As with Bypassing, Decoupling, and the Groundplane, Shielding is also a subject that gets little coverage in the classroom; but is emphasized in many Application Notes, and used in many real designs!

Again, the legacy is that many Design Engineers and Technicians ignore it at their peril!

 A Shield is a blocking or containing barrier against electrostatic fields, and to a lesser degree, magnetic fields.
In a circuit or system, there are many discrete signals which are directed to specific destinations only. Often these signals can interfere with other unintended signal destinations or devices. Shielding can prevent or diminish this effect.
As with the Groundplane, a Shield can be constructed of one or more conductive homogenous planars. However, the shield departs from the Groundplane by its need to NOT contain conducted or induced electrical currents.
Shielding can be anything from using a coaxial or shielded cable, to a sealed conductive chamber for circuit isolation. Shielding serves a reciprocal purpose: it protects the circuit it is shielding from outside noise or unwanted signals; and conversely, it contains its own signals and thus protects the outside world from interference of its own making. 

Shielding is mostly used to block electrostatic or "E" fields (Faraday shield). However, if ferrous metal (tempered Mu Metal works best for magnetic fields) is used, then both electrostatic and some level of magnetic shielding is accomplished. This is especially useful where open frame transformers or unshielded coils are used and would otherwise exchange signals by mutual inductance. 

Fortunately, the Magnetic component of the (interfering) signal diminishes as the cube of the distance. That is, for any high frequency signal the dominant component beyond ~1/6 wavelength is Electrostatic. This is referred to as Near Field & Far Field radiation. See Fig.

■ Required tasks:
[A] According to the text on shielding, what material works best for blocking magnetic fields?
[B] Write a continuation of the shielding text that picks up right after its final sentence.

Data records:
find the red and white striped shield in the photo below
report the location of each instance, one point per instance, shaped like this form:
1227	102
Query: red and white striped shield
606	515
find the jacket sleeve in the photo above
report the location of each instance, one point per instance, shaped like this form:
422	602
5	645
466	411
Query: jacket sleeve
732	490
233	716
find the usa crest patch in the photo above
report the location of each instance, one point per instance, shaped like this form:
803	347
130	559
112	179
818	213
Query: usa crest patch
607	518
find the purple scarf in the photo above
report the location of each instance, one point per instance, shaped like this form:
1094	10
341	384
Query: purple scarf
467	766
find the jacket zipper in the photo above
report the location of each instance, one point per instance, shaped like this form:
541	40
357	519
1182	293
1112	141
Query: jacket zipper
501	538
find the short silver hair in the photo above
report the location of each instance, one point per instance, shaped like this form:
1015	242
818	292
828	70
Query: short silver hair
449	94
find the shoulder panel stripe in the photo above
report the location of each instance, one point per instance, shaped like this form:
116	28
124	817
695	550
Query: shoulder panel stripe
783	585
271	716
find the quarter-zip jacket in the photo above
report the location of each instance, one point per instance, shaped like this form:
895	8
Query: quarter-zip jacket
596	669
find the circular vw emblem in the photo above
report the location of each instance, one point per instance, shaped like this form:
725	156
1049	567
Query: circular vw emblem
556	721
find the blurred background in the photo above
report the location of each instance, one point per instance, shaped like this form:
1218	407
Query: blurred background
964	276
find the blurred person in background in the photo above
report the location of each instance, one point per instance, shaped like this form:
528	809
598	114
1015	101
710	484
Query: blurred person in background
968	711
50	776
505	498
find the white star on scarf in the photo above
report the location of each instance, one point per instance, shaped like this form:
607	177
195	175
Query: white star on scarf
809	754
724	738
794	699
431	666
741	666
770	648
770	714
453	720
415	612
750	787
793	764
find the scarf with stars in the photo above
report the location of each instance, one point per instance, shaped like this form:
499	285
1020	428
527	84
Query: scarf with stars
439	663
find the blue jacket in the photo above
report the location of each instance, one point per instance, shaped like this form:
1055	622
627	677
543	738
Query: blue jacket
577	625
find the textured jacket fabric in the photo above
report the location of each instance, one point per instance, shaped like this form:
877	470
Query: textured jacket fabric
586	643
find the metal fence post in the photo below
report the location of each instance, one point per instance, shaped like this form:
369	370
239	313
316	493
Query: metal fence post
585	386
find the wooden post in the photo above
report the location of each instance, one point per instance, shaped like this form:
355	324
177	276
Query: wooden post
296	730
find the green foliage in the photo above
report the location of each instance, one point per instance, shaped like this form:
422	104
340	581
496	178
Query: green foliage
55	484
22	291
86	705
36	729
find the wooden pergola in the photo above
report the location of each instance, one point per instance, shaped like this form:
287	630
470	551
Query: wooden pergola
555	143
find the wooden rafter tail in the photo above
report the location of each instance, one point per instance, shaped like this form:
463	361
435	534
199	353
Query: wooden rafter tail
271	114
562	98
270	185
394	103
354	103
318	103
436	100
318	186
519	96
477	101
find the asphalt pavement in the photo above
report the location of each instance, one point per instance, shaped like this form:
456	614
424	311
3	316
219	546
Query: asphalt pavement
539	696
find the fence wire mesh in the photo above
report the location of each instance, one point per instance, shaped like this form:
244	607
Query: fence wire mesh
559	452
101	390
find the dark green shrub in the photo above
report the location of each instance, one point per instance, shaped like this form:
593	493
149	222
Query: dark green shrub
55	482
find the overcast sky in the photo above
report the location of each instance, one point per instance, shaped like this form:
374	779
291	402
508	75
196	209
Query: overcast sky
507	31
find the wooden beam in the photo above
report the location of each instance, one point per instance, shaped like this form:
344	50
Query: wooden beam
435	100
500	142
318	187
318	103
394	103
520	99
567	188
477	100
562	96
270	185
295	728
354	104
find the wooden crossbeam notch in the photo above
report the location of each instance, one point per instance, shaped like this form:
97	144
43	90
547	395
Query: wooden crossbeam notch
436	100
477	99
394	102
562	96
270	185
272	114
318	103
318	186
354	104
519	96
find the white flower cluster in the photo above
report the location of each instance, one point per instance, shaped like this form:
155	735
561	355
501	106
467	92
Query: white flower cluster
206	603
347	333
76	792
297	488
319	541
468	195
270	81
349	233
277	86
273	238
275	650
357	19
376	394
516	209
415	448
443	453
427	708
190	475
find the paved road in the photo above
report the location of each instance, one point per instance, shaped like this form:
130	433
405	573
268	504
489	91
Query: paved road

■ Responses for each task:
[A] Tempered Mu Metal

[B]
Ideal Shields have No Current Flowing thru them: 
Ideally they are "Grounded," or Referenced, at only One Point!
One important requirement for a shield to be effective, is that there must be no currents flowing through the shield itself. This is best accomplished by connecting the reference or common, to only one point on the shield, thus preventing any current flow. The reason for this is that any current flowing in the shield material itself can produce secondary fields on the other side of the shielding material and thereby reduce the effectiveness of the shield. An example of this might be a shielded cable, where the shield has a different potential at each end, with the resulting current flow in the shield, inducing unwanted noise into the center or shielded conductors, as well as, to the outside world.  (In this situation one might find a remedy by disconnecting one or the other ends of the cable's shield. However, this may not prove satisfactory in certain environments, and may require a "Guard" potential, or better still: Optical Isolation.)
Active Shielding
There is an active form of shielding where fields of counter EMF (equal but opposite) are generated to cancel out the offending fields. A good and simple example of this is the AC power transformer, where a "shorted turn" is used to generate a nulling field.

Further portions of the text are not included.